Copy the forum thread below about the arrival of Vorwerk Bantam eggs in full, word for word.

Page text
====

# Yay! They arrived :-)



## Gem (Nov 5, 2013)

YAY! My much awaited for Vorwerk Bantam eggs have finally arrived (delayed due to already full incy lol). Now to wait for them to settle before setting them in the incy [tap...tap...tap...]

Keeper and exhibitor of Dutch Bantams


----------



## pypy_chicks (Mar 14, 2014)

Congrats I've always wanted to get eggs but I'm too much of a .... Chicken >.>


Current flock: 78


----------



## Gem (Nov 5, 2013)

It's so addictive once you start x

Keeper of Dutch Bantams and Vorwerk Bantams


----------



## 7chicks (Jun 29, 2012)

Gem said:


> It's so addictive once you start x
> 
> Keeper of Dutch Bantams and Vorwerk Bantams


Exactly why I just get my fill on here watching everyone else post their pics and eggcitement!  MUCH safer that way.


----------



## Gem (Nov 5, 2013)

7chicks said:


> Exactly why I just get my fill on here watching everyone else post their pics and eggcitement!  MUCH safer that way.


You have it sussed...I went over to the dark side of no return lol

Keeper of Dutch Bantams and Vorwerk Bantams


----------

====

Dataset section

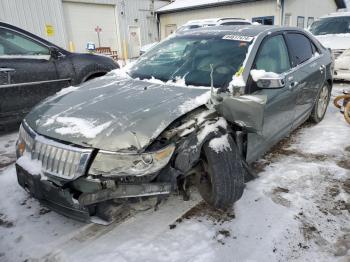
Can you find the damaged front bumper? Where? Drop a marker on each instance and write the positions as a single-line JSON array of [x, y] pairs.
[[82, 206], [57, 175]]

====

Result
# Yay! They arrived :-)



## Gem (Nov 5, 2013)

YAY! My much awaited for Vorwerk Bantam eggs have finally arrived (delayed due to already full incy lol). Now to wait for them to settle before setting them in the incy [tap...tap...tap...]

Keeper and exhibitor of Dutch Bantams


----------



## pypy_chicks (Mar 14, 2014)

Congrats I've always wanted to get eggs but I'm too much of a .... Chicken >.>


Current flock: 78


----------



## Gem (Nov 5, 2013)

It's so addictive once you start x

Keeper of Dutch Bantams and Vorwerk Bantams


----------



## 7chicks (Jun 29, 2012)

Gem said:


> It's so addictive once you start x
> 
> Keeper of Dutch Bantams and Vorwerk Bantams


Exactly why I just get my fill on here watching everyone else post their pics and eggcitement!  MUCH safer that way.


----------



## Gem (Nov 5, 2013)

7chicks said:


> Exactly why I just get my fill on here watching everyone else post their pics and eggcitement!  MUCH safer that way.


You have it sussed...I went over to the dark side of no return lol

Keeper of Dutch Bantams and Vorwerk Bantams


----------